## Task goal
Gather every line below that contains the word "sandal", and copy each one out.

---------------

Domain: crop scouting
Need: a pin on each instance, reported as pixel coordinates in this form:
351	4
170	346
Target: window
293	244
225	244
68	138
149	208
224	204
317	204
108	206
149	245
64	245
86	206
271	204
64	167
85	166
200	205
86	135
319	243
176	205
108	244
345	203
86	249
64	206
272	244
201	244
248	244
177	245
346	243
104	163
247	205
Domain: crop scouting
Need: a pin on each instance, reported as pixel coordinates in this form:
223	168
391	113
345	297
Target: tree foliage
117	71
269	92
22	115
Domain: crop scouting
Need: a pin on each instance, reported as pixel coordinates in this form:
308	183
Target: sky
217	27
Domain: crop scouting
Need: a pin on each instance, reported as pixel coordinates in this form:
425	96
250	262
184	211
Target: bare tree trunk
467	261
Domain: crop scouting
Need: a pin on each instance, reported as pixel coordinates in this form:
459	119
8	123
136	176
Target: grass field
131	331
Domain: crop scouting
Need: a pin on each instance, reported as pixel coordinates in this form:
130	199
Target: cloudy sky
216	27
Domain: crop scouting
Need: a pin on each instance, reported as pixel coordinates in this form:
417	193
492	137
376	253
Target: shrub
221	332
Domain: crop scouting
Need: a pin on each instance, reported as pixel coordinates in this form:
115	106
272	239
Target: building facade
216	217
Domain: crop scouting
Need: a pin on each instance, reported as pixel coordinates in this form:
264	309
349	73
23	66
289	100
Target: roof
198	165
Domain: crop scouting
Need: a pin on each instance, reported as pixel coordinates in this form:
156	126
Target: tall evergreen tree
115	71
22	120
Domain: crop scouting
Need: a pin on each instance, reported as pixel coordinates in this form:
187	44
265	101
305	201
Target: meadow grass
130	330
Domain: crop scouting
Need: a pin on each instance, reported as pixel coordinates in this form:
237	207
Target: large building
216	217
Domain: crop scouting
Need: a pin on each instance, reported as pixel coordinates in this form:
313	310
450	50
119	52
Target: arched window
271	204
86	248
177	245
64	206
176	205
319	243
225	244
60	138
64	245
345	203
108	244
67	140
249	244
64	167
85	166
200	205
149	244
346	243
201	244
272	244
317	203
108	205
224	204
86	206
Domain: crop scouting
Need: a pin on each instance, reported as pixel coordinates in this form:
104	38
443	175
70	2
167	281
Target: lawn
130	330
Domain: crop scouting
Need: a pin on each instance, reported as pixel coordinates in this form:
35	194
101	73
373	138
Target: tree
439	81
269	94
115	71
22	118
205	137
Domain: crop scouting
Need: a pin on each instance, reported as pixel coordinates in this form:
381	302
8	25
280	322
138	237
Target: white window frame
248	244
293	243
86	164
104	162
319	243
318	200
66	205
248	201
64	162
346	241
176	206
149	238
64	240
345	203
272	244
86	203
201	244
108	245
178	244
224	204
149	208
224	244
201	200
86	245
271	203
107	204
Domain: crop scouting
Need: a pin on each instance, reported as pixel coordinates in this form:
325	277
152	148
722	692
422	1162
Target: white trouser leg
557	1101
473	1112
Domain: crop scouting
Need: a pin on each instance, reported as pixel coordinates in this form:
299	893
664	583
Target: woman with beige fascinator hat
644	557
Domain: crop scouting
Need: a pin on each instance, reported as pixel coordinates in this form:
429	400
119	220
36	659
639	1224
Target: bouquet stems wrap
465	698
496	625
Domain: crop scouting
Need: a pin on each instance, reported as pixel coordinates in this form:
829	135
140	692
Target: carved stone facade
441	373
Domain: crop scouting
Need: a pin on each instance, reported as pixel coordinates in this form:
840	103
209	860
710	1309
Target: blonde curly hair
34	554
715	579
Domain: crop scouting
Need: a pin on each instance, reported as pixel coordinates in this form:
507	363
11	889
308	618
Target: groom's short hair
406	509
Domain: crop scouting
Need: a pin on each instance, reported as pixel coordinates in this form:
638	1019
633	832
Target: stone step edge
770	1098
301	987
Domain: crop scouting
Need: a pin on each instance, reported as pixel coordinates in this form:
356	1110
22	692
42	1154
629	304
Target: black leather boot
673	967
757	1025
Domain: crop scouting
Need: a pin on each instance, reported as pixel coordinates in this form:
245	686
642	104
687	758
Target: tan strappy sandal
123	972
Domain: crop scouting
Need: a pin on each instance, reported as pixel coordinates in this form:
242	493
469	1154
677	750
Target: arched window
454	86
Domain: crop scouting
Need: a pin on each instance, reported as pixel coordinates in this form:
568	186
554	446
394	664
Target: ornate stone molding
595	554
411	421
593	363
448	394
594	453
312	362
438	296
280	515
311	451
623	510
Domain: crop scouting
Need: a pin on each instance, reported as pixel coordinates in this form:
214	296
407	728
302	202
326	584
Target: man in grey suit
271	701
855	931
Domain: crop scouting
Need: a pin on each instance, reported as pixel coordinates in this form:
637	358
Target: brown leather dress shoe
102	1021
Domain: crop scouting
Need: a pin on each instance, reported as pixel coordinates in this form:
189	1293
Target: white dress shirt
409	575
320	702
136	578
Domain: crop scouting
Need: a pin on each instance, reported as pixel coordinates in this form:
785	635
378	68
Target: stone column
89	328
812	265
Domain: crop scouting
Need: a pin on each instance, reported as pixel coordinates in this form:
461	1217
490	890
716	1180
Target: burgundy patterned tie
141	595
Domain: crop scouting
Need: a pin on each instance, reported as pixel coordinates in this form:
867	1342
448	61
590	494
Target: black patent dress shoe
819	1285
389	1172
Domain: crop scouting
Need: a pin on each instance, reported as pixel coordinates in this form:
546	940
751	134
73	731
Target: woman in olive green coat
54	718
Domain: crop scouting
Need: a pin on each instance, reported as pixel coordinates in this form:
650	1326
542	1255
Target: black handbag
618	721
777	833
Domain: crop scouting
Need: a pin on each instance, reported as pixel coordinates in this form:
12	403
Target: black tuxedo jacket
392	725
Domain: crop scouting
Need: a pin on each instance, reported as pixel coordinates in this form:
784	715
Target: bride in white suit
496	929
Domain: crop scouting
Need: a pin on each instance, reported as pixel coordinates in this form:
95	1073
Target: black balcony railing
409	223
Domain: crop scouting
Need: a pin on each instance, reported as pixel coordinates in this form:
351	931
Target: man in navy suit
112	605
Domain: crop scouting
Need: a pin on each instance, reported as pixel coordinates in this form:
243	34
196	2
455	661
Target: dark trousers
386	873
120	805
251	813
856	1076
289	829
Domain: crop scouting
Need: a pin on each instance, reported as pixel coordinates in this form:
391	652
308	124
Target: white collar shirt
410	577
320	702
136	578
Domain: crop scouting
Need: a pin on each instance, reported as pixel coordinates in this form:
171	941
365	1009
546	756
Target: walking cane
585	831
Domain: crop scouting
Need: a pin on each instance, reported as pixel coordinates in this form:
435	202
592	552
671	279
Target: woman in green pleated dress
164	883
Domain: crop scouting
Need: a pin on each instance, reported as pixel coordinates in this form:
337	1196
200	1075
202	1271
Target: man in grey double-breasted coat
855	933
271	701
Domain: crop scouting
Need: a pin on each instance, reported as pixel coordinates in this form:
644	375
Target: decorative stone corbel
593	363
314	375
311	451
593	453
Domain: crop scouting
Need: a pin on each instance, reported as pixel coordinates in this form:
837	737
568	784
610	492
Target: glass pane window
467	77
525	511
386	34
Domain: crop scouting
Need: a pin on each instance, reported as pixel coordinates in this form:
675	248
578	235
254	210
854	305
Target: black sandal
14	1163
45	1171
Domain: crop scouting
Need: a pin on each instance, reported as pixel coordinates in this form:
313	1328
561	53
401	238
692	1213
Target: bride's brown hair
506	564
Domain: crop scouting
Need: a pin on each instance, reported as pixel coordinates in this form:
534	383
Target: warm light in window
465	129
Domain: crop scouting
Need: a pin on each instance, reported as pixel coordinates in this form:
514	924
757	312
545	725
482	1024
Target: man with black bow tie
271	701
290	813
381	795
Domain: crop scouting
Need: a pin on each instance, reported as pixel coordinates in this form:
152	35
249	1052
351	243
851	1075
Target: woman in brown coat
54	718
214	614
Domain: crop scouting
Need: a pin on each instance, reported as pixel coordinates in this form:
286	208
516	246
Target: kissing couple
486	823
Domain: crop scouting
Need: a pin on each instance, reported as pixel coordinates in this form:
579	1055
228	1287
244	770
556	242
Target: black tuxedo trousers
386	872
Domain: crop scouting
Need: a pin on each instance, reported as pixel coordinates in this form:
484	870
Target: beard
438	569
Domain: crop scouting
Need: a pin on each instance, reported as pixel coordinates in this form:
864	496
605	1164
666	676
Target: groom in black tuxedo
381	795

---------------

## Response below
Target: tan strappy sandal
Target: black sandal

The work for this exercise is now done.